Short task:
Rewrite every line of the data below as a numbered list, omitting any blank lines.

[Rows from a dataset]
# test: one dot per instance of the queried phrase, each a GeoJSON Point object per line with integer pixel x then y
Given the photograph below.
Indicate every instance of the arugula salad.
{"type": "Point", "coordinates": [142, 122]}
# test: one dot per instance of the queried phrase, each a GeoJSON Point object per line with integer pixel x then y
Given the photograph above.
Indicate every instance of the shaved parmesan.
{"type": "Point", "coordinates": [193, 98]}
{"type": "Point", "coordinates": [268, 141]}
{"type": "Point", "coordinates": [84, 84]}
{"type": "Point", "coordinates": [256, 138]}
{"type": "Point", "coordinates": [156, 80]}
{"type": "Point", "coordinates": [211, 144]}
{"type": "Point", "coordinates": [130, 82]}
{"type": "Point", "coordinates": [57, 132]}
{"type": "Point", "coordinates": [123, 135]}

Solution to this exercise:
1. # test: one dot per instance of the queried phrase, each a GeoJSON Point object per line with integer pixel x then y
2. Given the photograph below.
3. Indicate every instance of the arugula salad.
4. {"type": "Point", "coordinates": [142, 122]}
5. # test: one dot per instance of the queried phrase, each a GeoJSON Point object per line with integer pixel x then y
6. Given the photograph above.
7. Indicate every instance of the shaved parmesan.
8. {"type": "Point", "coordinates": [193, 98]}
9. {"type": "Point", "coordinates": [268, 141]}
10. {"type": "Point", "coordinates": [84, 84]}
11. {"type": "Point", "coordinates": [256, 138]}
12. {"type": "Point", "coordinates": [156, 80]}
13. {"type": "Point", "coordinates": [211, 144]}
14. {"type": "Point", "coordinates": [130, 82]}
15. {"type": "Point", "coordinates": [57, 132]}
16. {"type": "Point", "coordinates": [123, 135]}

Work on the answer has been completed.